> [Exercise objective]
Nothing is to be left out: repeat every entry exactly as given.

Stored records
== Segment start ==

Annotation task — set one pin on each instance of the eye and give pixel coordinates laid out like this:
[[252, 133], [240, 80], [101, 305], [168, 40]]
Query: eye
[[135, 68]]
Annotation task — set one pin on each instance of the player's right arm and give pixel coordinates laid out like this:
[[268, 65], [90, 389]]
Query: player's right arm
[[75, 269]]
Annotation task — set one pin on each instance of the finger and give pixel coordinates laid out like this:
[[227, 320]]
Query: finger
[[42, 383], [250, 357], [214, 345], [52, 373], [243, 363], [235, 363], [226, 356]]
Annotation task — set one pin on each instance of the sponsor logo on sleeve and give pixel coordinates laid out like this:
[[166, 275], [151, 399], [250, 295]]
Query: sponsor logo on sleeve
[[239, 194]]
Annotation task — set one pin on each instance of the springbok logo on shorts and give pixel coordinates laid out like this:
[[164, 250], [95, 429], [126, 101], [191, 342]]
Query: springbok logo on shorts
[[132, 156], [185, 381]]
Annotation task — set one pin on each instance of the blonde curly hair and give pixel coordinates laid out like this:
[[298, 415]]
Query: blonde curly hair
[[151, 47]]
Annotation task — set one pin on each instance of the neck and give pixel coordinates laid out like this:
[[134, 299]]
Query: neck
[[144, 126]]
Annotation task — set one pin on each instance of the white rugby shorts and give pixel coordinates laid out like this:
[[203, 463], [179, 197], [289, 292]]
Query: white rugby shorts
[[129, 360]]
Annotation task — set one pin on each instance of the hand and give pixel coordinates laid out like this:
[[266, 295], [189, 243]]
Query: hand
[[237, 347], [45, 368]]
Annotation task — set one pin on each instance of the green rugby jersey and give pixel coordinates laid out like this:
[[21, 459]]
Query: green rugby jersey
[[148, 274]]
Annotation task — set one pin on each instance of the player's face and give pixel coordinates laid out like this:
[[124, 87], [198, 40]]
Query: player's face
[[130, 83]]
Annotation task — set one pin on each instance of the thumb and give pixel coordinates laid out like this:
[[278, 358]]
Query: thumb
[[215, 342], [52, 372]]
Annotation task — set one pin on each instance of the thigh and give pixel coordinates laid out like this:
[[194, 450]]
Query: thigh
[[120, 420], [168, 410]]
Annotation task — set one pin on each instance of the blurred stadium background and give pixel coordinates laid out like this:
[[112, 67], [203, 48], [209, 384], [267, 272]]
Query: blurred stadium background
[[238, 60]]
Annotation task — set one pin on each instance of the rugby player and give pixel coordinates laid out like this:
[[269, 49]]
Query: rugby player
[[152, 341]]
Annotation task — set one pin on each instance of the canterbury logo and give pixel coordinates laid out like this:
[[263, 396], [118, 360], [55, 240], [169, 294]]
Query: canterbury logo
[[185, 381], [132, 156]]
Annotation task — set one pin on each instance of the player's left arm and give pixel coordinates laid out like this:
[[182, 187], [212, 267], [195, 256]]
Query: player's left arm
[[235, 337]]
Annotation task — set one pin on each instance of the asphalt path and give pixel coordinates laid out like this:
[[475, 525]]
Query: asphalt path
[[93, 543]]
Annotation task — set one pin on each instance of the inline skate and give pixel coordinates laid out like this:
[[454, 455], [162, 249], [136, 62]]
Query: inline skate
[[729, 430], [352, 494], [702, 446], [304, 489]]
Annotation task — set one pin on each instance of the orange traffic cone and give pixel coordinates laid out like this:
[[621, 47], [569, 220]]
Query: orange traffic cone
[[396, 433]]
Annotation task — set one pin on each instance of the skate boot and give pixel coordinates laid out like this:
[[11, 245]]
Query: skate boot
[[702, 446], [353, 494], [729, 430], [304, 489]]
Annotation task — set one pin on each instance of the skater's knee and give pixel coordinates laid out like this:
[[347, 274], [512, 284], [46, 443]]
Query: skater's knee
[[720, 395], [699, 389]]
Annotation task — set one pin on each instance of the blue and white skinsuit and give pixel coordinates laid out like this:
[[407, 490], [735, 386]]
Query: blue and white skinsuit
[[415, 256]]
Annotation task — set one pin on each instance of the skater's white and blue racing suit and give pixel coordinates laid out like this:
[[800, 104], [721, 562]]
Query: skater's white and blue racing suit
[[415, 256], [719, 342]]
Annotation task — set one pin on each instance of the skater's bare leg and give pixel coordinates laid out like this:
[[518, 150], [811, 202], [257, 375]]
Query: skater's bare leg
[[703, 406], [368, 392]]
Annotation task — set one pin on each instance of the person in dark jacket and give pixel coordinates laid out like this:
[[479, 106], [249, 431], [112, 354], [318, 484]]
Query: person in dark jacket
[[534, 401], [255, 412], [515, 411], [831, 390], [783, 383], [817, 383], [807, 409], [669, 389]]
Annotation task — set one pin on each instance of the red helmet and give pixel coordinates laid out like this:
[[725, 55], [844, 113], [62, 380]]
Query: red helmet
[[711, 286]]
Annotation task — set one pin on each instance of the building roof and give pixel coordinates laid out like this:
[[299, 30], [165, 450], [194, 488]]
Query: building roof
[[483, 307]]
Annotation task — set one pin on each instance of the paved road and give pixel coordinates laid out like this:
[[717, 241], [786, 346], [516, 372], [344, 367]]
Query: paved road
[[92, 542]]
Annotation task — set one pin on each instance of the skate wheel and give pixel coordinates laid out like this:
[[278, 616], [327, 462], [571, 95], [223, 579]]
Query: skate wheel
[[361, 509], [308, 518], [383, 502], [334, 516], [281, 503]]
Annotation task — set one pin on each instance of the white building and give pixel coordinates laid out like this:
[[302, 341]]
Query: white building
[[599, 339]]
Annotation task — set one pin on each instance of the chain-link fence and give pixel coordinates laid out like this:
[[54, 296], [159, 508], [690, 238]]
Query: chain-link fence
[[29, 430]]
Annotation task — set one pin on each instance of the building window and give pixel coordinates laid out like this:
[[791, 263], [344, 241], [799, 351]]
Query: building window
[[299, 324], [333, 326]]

== Segment end ==

> [Solution]
Annotation task — set one pin on each instance of the eye and give pixel coordinates laid out like this:
[[252, 133], [240, 80], [101, 305], [168, 40]]
Query: eye
[[135, 68]]
Annotation task — set one pin on each instance of the player's right arm and give pixel coordinates laid out like this:
[[268, 65], [90, 389]]
Query: player's right arm
[[75, 269]]
Annotation task — set one pin on each instance of the finger and give pixel coordinates laid out like this:
[[227, 320]]
Query: finger
[[42, 383], [250, 357], [214, 345], [52, 373], [243, 363], [235, 363], [226, 356]]
Annotation task — set one pin on each instance of the sponsor logo on sleeve and give pixel coordinates laid out like this:
[[166, 275], [151, 399], [250, 295]]
Query: sponsor logo on sleeve
[[239, 194]]
Annotation task — set one pin on each instance of the springbok logo on shorts and give pixel coordinates laid out like this:
[[164, 250], [95, 429], [126, 101], [191, 342]]
Query: springbok logo on shorts
[[132, 156], [185, 381]]
Annotation task — set one pin on each instance of the blonde curly hair and give pixel coordinates laid out like this:
[[298, 415]]
Query: blonde curly hair
[[151, 47]]
Annotation task — set one pin on each instance of the neck and give pixel coordinates laid out like this:
[[134, 299]]
Query: neck
[[144, 126]]
Annotation task — set one pin on each instance of the white rugby shorts and give pixel coordinates laid out like this:
[[203, 463], [179, 197], [289, 292]]
Query: white rugby shorts
[[129, 360]]
Annotation task — set one pin on each instance of the hand and give pixel coordinates laid out like this:
[[266, 295], [189, 243]]
Query: hand
[[237, 347], [45, 368]]
Annotation task — set one pin on each instance of the green rugby jersey and give pixel coordinates laid out like this:
[[21, 459]]
Query: green rugby jersey
[[148, 274]]
Annotation task — set one pin on each instance of the player's face and give pixel coordinates laid out like this:
[[124, 87], [198, 40]]
Query: player's face
[[130, 83]]
Annotation task — set one pin on each instance of the thumb and give pixel coordinates laid out like this:
[[278, 358]]
Query: thumb
[[215, 342], [52, 372]]
Annotation task — set one pin on each instance of the thigh and give pixel coordinates laid out like this:
[[194, 450]]
Query: thigh
[[120, 420], [168, 410]]
Annotation task — set one pin on each instance of the blurred stadium background and give pixel coordinates laid out like this:
[[112, 67], [203, 48], [209, 384], [267, 272]]
Query: blurred stadium background
[[238, 60]]
Annotation task — set one pin on each instance of the rugby player and give pixel coordinates laid out like this:
[[269, 49]]
Query: rugby player
[[152, 341]]
Annotation task — set one pin on each instance of the canterbury logo and give pixel coordinates laid out like this:
[[263, 396], [118, 360], [55, 240], [169, 294]]
Query: canterbury logo
[[185, 381], [132, 156]]
Annotation task — set one pin on each instance of the player's left arm and give pixel coordinates laid out like this:
[[182, 187], [212, 267], [195, 256]]
Query: player's left arm
[[235, 337]]
Annotation task — set one pin on each instance of the asphalt path and give pixel coordinates laid out like this:
[[475, 525]]
Query: asphalt path
[[93, 543]]
Annotation task — set one pin on each instance of the inline skate and give pixel coordinates laid out like this:
[[454, 455], [162, 249], [136, 62]]
Query: inline skate
[[729, 430], [352, 494], [702, 446], [304, 489]]
Annotation task — set one pin on each instance of the orange traffic cone and give pixel coordinates laid out like this:
[[621, 47], [569, 220]]
Query: orange traffic cone
[[396, 433]]
Annotation task — set one pin on each instance of the skate boot and give pixel coordinates laid out like this:
[[11, 245]]
Query: skate boot
[[702, 446], [353, 494], [729, 430], [304, 489]]
Annotation task — set one pin on each instance of the skater's knee and give pixel coordinates laid out like this:
[[347, 274], [512, 284], [46, 443]]
Query: skater's knee
[[720, 395], [699, 389]]
Annotation task — set one pin on each instance of the blue and white skinsuit and give pixel coordinates laid out like this:
[[407, 490], [735, 386]]
Query: blue and white skinsuit
[[415, 256]]
Annotation task — set one pin on each instance of the skater's white and blue racing suit and give pixel coordinates laid out like this:
[[800, 104], [721, 562]]
Query: skater's white and blue racing suit
[[415, 256], [719, 342]]
Annotation task — set one pin on each instance of the skater's bare leg and give pixel coordinates laid out like this:
[[518, 150], [811, 202], [257, 375]]
Query: skater's bare leg
[[703, 406], [368, 392]]
Annotation task — set one pin on each instance of the person in dark jacket and give pixel coordinates laid out like this:
[[479, 106], [249, 431], [112, 354], [318, 484]]
Query: person in dark jacket
[[534, 401], [255, 412], [515, 411], [831, 390], [783, 383], [817, 383], [807, 409], [669, 389]]
Annotation task — set one pin on each instance of the red helmet and give pixel coordinates laid out like this:
[[725, 55], [844, 113], [62, 380]]
Query: red helmet
[[711, 286]]
Annotation task — set one pin on each instance of the building roof and give pixel coordinates laid out like this:
[[299, 30], [165, 450], [194, 488]]
Query: building roof
[[483, 307]]
Annotation task — set one pin on each instance of the paved road and give pixel coordinates laid out like this:
[[717, 241], [786, 346], [516, 372], [344, 367]]
Query: paved road
[[92, 542]]
Annotation task — set one pin on each instance of the skate wheel and give pixel coordinates laid out like this:
[[278, 616], [327, 462], [571, 95], [223, 579]]
Query: skate wheel
[[361, 509], [308, 518], [383, 502], [334, 516], [281, 503]]
Annotation task — set one pin on each instance of the white building and give pixel coordinates laid out like this:
[[302, 341]]
Query: white building
[[599, 339]]
Annotation task — set one pin on each instance of the chain-link fence and give pixel coordinates laid out like this:
[[54, 296], [159, 508], [690, 238]]
Query: chain-link fence
[[29, 430]]
Annotation task — set one pin on each instance of the building window and give pixel coordinates laid out like this:
[[791, 263], [344, 241], [799, 351]]
Query: building window
[[299, 324], [333, 326]]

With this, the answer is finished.